Exercise:
Translate this sentence from the drowsy driving article into Spanish: "The police determined 355 of the drivers were responsible for their respective crash."

Excerpted passage:
──────────
NEW YORK (Reuters Health) - Being sleepy behind the wheel is almost as bad as drinking and driving, suggests a new study from France.
The study, published as a letter in the Archives of Internal Medicine, found that drivers who were either drunk or sleepy were at least twice as likely to be responsible for a vehicle accident compared to their well-rested or sober counterparts.
Christopher Drake, an associate scientist at the Henry Ford Hospital Sleep Disorders and Research Center in Detroit, said the findings do not change what was already known, but the study is still “interesting.”
“We know from experimental studies that just four hours of sleep loss will produce as much impairment as a six pack. If you have a whole night of sleep loss, that’s equivalent to having a blood alcohol content of 0.19,” Drake, who was not involved with the new research, told Reuters Health.
Under the direction of Dr. Nicholas Moore at the Centre Hospitalo-Universitaire de Bordeaux in France, researchers analyzed information from 679 drivers who were admitted to a hospital in southwest France for more than 24 hours because of a serious accident between 2007 and 2009.
The researchers used information from driver questionnaires and police reports to determine what may have contributed to the accidents. Drivers reported what medications they were on, their alcohol use and how sleepy they had been before the crash. Patient files provided information on blood alcohol levels.
The majority of the injured drivers were under 55 years old and men. Over half were on a motorcycle, about one-third of the drivers were in a car and 10 percent were peddling a bicycle at the time of the accident.
The police determined 355 of the drivers were responsible for their respective crash. From that, Moore and his colleagues found that being between the ages of 18 and 29 years old, driving a car, drinking alcohol and being sleepy were all tied to an increased risk of causing an accident.
Surprisingly, taking medications that carry warnings about affecting a driver’s abilities — one of the researchers’ main focuses — was tied to a lower risk of causing an accident.
Moore told Reuters Health that may be because people taking those medications are more aware of their side effects.
──────────
Photo-based referring expression lines

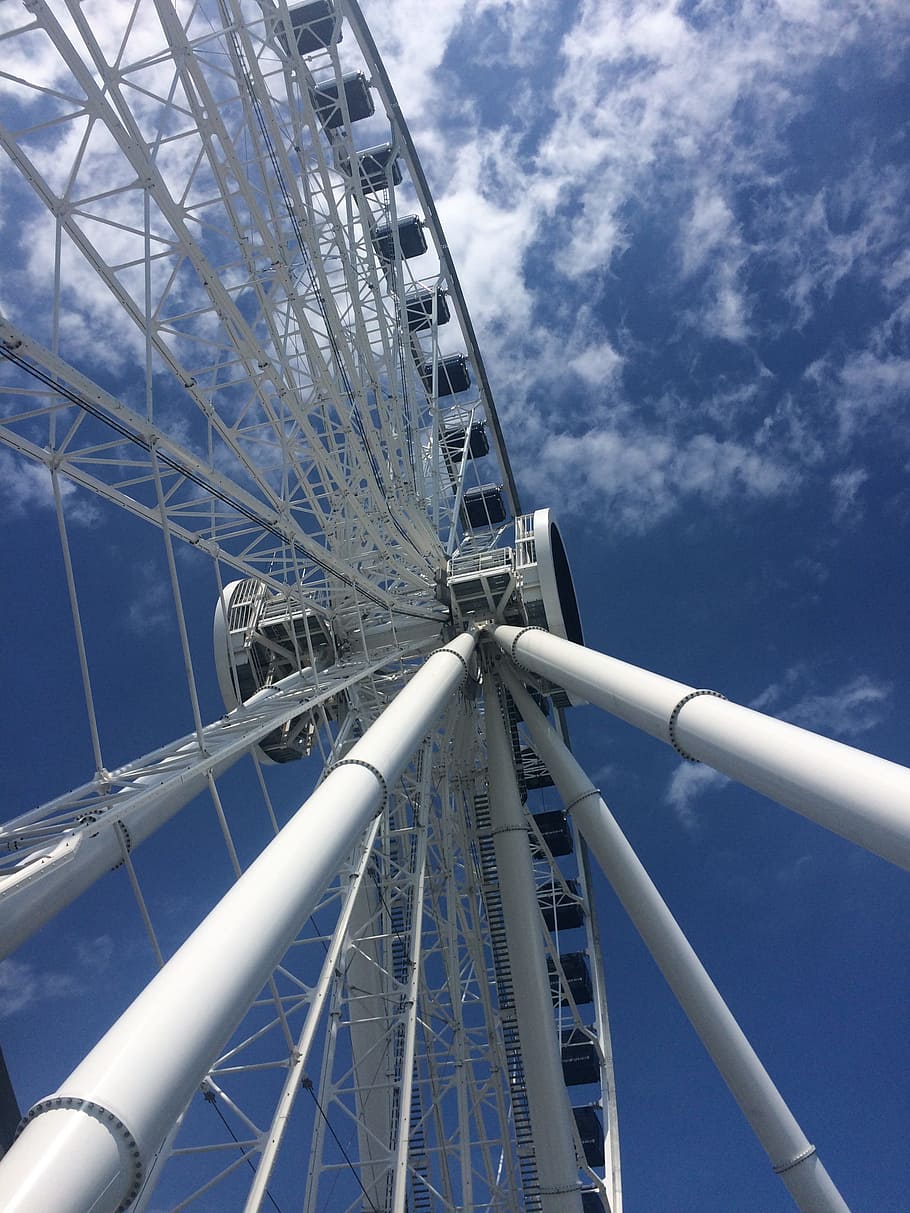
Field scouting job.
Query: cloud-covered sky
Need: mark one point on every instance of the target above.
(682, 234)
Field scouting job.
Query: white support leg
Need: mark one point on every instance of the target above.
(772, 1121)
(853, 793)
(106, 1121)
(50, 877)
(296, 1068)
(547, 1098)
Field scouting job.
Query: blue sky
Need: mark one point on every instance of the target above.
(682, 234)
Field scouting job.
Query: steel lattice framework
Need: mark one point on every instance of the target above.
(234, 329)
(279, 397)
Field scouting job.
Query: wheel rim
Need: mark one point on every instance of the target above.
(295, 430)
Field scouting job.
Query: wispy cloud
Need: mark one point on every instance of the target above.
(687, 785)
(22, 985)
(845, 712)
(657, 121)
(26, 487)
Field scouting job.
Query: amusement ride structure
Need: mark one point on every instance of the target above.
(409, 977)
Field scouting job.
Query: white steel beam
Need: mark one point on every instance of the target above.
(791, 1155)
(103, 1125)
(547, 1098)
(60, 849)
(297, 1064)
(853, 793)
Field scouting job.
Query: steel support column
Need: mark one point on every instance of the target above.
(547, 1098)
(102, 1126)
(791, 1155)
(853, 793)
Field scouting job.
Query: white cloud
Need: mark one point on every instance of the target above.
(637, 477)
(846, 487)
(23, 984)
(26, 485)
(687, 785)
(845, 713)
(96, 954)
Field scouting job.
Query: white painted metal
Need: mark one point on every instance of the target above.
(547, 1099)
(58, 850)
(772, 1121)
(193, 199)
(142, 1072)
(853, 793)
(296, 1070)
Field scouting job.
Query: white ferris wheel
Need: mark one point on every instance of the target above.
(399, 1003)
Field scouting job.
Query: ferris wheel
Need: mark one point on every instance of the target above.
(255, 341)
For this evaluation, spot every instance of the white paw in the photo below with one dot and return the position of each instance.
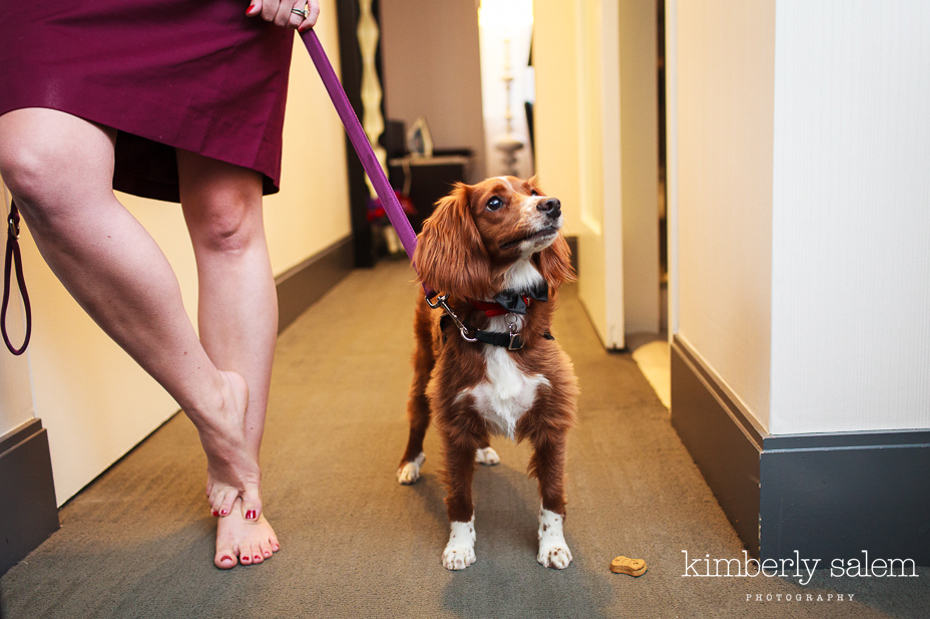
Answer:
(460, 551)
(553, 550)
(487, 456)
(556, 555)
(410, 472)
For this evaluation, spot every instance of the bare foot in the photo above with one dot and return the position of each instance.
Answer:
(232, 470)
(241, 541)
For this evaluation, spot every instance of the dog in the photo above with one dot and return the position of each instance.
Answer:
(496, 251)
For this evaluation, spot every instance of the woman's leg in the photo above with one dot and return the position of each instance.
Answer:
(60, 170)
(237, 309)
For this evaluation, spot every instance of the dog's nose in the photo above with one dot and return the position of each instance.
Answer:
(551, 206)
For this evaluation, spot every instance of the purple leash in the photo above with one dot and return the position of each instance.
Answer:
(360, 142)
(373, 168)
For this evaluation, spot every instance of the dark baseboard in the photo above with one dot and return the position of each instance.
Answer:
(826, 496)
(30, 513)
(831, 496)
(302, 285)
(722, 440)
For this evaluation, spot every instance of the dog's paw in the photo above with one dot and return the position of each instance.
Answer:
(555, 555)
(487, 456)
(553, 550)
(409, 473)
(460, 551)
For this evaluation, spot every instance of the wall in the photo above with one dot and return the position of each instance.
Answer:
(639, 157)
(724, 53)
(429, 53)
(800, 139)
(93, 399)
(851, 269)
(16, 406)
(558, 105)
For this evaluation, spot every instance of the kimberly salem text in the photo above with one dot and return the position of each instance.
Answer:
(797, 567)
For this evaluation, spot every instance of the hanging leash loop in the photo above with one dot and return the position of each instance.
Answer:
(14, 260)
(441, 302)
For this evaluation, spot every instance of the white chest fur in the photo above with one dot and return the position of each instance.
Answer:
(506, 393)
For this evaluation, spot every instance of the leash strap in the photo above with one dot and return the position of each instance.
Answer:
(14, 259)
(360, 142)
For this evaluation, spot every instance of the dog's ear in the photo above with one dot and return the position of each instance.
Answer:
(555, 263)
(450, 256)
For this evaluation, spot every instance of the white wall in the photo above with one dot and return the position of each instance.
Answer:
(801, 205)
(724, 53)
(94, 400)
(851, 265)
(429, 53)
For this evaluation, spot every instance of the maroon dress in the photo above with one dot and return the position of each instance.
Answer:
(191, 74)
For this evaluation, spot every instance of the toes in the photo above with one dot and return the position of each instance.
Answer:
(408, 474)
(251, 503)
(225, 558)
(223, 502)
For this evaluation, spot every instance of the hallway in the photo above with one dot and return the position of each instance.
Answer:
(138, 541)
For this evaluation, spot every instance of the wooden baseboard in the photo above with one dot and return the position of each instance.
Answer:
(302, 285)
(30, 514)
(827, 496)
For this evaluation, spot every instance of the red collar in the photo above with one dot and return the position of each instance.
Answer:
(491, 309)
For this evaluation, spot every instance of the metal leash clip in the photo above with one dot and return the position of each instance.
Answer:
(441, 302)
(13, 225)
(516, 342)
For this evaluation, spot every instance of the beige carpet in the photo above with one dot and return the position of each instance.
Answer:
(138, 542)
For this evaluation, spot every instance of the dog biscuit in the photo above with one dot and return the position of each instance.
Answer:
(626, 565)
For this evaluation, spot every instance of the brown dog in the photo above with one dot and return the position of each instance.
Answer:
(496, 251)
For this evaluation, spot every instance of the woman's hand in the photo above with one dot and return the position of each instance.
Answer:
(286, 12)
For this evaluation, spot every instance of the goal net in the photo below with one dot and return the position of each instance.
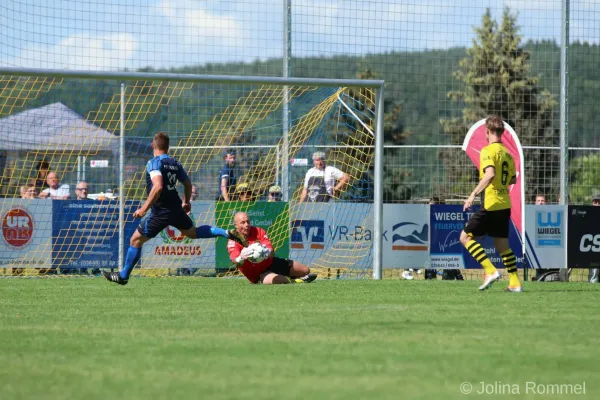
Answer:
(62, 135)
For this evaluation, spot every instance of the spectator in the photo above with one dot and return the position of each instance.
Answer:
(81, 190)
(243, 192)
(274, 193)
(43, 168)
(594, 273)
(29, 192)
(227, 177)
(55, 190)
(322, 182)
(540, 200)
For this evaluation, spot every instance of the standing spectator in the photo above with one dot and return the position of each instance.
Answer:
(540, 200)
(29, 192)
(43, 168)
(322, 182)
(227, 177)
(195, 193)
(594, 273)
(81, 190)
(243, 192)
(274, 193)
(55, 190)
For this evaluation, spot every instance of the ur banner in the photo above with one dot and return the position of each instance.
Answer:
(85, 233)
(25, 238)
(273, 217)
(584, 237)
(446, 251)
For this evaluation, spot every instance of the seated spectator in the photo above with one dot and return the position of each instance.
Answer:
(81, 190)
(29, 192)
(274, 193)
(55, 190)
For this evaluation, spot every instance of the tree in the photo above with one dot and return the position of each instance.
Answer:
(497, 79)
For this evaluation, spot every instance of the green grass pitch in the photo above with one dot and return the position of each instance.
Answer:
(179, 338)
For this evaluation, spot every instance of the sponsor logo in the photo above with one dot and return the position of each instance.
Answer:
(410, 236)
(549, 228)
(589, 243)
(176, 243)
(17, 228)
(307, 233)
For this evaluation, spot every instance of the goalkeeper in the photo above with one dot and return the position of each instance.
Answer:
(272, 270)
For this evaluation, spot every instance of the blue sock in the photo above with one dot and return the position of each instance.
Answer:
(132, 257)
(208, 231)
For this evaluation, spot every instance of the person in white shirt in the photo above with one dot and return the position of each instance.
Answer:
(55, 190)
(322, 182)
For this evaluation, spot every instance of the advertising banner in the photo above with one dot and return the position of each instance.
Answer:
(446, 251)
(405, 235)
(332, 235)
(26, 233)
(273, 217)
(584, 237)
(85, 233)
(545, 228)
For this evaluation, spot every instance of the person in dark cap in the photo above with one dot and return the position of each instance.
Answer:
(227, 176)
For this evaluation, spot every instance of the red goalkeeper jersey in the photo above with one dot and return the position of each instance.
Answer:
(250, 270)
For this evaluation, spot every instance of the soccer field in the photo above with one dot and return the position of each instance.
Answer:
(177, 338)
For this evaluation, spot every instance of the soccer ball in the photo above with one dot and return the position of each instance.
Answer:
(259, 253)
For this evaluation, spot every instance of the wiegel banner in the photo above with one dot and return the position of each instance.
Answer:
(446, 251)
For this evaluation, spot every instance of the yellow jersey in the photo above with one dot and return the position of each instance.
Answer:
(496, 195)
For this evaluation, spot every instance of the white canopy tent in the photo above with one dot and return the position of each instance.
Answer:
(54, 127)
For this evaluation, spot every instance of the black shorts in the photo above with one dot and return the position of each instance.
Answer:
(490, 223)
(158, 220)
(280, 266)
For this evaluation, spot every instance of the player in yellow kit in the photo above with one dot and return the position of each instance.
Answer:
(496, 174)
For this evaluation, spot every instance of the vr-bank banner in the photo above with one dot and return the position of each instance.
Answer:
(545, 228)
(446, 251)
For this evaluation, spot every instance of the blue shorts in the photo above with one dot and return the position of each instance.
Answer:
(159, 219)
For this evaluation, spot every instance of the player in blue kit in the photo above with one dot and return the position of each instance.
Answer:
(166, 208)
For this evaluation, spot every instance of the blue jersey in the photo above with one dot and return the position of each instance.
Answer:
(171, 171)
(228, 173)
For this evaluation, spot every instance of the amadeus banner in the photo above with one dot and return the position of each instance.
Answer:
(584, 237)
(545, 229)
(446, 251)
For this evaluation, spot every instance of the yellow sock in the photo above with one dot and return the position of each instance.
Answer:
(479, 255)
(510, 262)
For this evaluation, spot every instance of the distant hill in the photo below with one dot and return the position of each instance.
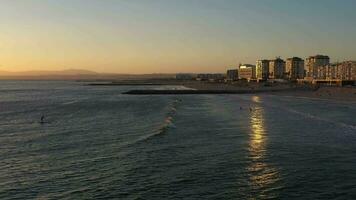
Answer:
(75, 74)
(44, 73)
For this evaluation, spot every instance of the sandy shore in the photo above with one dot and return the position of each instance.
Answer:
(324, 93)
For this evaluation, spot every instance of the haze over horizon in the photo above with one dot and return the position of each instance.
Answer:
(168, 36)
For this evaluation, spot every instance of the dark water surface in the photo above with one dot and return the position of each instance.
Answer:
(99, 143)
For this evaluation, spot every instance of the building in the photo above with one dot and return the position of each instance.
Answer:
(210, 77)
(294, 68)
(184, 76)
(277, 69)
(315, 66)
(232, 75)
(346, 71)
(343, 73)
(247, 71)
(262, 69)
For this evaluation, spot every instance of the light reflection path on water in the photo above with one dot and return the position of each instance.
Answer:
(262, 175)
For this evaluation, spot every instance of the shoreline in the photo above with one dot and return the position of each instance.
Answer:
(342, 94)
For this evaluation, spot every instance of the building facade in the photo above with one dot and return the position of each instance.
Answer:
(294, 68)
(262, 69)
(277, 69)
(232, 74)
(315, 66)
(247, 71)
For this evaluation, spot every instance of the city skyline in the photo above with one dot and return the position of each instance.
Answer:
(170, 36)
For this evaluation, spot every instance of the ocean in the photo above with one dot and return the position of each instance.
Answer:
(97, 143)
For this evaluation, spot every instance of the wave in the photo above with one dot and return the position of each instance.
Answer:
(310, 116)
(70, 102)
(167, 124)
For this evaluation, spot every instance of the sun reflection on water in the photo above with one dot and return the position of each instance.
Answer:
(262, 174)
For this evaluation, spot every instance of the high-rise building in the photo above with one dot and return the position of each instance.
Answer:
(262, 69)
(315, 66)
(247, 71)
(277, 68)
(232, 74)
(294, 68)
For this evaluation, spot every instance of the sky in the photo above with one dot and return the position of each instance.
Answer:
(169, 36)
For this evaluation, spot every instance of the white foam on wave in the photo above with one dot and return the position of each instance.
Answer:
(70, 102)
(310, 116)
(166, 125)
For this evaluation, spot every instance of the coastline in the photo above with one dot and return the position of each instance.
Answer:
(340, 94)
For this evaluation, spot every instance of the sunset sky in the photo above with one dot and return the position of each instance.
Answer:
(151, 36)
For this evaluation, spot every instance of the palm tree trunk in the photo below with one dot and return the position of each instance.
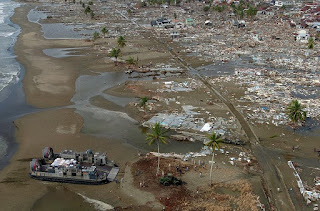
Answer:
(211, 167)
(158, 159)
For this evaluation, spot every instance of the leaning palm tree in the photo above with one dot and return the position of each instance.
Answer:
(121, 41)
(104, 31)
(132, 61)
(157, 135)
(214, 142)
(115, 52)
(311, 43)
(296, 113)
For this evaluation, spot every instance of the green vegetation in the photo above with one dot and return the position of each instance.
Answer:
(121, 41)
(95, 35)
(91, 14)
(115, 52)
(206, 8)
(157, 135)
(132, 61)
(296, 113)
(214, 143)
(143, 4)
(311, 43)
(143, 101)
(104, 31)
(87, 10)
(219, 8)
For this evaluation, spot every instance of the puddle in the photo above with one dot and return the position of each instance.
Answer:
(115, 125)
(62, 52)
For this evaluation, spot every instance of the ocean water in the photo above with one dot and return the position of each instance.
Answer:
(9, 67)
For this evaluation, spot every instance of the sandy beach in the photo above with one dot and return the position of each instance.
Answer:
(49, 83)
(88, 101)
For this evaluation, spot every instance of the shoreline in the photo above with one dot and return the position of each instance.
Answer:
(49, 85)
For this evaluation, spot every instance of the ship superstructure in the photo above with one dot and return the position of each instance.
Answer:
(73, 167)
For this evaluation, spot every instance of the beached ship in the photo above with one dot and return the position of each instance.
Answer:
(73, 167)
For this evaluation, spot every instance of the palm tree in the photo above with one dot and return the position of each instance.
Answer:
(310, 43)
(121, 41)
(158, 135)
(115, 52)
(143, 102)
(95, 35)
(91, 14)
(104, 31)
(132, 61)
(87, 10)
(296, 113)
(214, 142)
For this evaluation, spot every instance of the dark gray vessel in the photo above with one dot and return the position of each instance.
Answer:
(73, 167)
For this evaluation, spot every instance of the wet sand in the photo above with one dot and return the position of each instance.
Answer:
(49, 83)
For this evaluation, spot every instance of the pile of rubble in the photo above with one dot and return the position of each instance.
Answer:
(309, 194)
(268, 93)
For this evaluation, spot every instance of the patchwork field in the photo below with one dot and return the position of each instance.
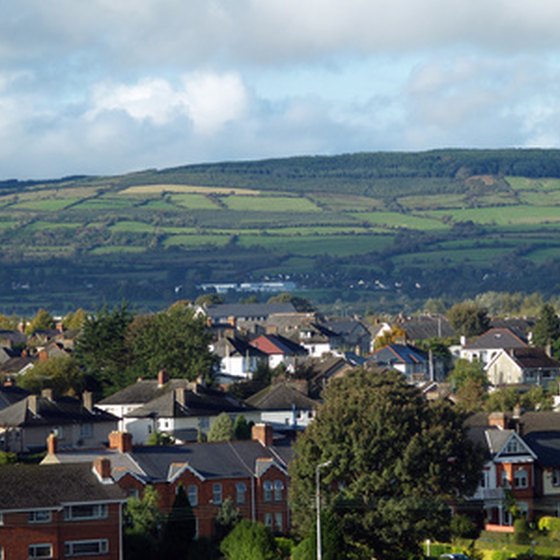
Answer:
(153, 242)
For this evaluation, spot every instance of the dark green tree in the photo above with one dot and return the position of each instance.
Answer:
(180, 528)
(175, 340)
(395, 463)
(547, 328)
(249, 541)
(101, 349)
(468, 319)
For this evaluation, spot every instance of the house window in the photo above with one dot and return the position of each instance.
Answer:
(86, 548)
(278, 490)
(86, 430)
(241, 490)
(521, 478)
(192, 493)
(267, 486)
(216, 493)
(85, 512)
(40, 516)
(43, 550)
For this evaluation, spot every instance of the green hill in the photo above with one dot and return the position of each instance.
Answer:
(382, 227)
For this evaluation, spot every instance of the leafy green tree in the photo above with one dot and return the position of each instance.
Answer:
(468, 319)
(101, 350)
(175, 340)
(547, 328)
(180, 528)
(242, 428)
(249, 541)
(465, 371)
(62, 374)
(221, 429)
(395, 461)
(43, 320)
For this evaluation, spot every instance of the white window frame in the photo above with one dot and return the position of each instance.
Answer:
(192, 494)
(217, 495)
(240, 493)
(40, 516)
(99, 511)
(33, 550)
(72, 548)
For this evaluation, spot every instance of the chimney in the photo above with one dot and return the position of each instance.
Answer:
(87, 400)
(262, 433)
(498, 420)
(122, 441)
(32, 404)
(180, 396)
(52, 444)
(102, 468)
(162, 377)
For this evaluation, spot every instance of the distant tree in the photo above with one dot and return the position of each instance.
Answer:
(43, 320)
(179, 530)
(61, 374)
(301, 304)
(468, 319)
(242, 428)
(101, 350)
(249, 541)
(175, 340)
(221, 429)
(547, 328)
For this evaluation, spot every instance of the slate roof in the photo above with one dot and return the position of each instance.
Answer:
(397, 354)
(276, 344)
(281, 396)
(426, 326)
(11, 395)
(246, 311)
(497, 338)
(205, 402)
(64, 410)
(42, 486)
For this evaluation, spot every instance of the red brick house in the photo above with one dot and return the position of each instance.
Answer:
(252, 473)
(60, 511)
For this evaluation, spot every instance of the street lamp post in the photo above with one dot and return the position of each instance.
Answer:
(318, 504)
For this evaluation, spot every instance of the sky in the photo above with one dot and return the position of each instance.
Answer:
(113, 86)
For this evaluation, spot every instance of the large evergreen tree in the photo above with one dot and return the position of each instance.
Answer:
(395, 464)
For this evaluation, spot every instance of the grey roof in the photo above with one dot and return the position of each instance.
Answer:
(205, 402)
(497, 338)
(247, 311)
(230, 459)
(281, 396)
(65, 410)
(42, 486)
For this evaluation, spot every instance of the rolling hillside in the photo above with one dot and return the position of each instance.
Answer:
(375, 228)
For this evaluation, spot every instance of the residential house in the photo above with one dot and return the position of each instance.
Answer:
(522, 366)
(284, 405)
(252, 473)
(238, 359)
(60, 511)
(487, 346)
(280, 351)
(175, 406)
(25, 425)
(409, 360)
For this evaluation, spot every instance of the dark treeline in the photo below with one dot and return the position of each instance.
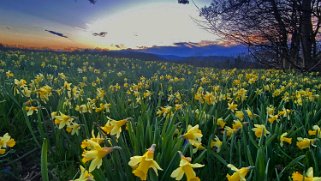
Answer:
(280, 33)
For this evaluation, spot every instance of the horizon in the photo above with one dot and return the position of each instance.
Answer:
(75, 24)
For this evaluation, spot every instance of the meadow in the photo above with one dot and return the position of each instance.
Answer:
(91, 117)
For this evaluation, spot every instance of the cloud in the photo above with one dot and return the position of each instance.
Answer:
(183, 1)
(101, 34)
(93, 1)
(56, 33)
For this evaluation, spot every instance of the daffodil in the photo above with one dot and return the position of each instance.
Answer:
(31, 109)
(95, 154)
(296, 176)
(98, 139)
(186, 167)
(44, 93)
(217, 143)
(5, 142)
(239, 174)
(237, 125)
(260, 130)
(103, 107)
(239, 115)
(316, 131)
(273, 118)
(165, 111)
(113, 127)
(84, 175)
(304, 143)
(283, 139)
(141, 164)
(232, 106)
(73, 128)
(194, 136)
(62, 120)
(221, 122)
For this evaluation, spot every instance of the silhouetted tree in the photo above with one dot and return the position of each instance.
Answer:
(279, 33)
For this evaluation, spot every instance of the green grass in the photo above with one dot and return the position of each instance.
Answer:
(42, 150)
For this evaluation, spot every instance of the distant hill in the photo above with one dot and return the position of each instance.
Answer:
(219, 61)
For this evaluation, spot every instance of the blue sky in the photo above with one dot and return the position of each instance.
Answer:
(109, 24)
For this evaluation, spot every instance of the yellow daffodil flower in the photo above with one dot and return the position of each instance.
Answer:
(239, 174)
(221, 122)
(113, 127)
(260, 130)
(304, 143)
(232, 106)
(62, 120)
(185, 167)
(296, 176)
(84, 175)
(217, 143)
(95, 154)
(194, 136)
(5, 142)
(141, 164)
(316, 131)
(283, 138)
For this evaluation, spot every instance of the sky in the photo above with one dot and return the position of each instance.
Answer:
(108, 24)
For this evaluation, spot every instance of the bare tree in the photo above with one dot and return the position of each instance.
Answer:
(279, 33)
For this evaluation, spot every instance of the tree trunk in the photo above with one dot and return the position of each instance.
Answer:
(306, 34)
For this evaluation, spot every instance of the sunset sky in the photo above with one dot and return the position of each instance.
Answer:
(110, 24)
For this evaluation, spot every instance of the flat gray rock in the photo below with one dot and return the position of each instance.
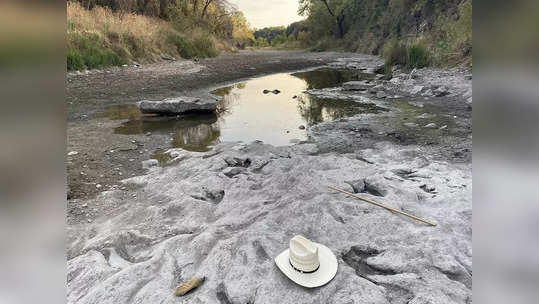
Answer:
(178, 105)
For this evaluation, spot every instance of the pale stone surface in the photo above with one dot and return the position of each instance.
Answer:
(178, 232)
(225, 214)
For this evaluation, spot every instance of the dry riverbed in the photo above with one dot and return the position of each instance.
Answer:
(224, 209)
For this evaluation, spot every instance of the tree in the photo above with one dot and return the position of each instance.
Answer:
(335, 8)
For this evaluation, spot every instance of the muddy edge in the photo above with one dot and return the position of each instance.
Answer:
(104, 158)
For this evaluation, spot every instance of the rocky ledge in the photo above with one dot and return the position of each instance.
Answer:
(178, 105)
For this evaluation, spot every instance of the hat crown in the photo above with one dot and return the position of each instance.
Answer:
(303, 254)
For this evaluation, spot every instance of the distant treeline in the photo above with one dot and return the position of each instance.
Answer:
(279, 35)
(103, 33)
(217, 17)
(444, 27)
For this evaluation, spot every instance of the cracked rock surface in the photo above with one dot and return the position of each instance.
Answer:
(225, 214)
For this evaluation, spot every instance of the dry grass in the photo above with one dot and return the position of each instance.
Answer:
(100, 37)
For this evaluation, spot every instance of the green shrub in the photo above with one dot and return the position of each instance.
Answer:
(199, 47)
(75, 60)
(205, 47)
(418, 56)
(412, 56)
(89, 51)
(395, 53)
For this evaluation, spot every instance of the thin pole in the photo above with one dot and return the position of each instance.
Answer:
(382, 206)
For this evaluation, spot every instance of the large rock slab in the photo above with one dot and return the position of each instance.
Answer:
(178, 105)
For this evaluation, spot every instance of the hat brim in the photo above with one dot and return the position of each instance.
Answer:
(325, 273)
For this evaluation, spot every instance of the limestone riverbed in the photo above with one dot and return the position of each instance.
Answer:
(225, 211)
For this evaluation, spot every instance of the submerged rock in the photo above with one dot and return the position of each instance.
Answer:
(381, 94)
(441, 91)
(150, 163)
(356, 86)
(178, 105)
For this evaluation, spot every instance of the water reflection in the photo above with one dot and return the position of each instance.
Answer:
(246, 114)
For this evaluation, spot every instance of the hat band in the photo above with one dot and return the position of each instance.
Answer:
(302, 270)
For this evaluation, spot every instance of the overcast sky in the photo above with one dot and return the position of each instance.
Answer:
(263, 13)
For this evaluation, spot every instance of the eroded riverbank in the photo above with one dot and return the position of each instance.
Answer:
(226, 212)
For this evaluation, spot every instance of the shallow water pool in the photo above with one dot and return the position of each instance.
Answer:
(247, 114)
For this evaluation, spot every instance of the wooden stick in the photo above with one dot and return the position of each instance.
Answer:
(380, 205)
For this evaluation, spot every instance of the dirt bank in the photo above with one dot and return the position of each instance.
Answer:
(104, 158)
──────────
Response:
La policía determinó que 355 de los conductores fueron responsables de su respectivo accidente.